_What is needed_
Gather each line containing the string "photo" from these entries.

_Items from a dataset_
/---
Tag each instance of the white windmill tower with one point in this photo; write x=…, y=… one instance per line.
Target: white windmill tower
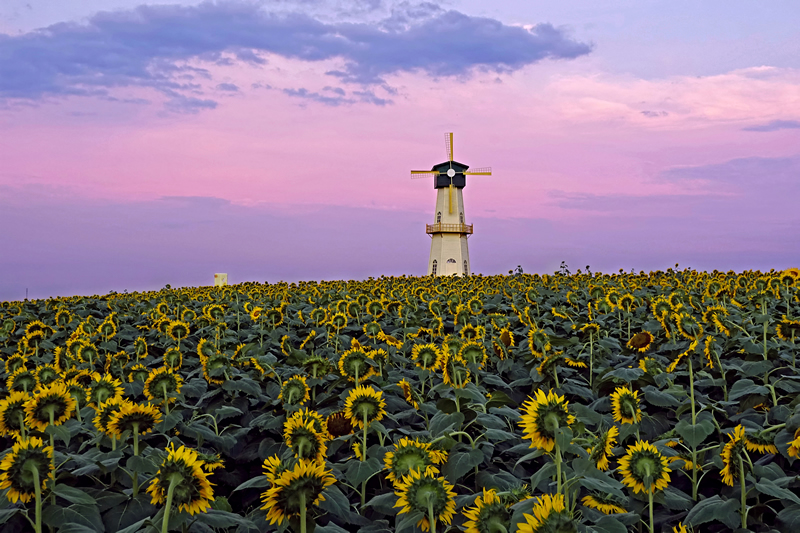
x=449, y=232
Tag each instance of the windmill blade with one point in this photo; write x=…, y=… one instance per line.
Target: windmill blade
x=483, y=171
x=419, y=174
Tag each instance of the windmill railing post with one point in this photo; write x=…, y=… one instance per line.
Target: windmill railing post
x=465, y=229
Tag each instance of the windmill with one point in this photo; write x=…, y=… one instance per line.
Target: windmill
x=449, y=233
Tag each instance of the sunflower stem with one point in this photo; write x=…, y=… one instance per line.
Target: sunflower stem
x=37, y=487
x=743, y=495
x=431, y=517
x=135, y=453
x=302, y=512
x=174, y=480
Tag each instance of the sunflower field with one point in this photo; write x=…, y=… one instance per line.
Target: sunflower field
x=660, y=402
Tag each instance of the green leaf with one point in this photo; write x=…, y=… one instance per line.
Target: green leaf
x=768, y=487
x=73, y=495
x=460, y=463
x=609, y=524
x=358, y=471
x=443, y=422
x=745, y=387
x=790, y=517
x=695, y=434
\---
_Problem solution_
Tag each instance of the white windmill tower with one point in this photo; write x=…, y=… one instance per line.
Tag each instance of the windmill blade with one point in this photo; write x=…, y=… one instance per line.
Tag each instance of the windmill railing post with one point in this photo; write x=…, y=… one instance per line.
Tag each instance of the windmill with one point in this photo; write x=…, y=… one instance per line.
Tag each instance of the sunflower stem with one point in this photo; write x=…, y=… one instance per line.
Tag each instance of the sunflower field with one point in this photo; write x=…, y=… one instance per line.
Tag each instance of the green leaf with one point in this photo; write x=…, y=… one instance per line.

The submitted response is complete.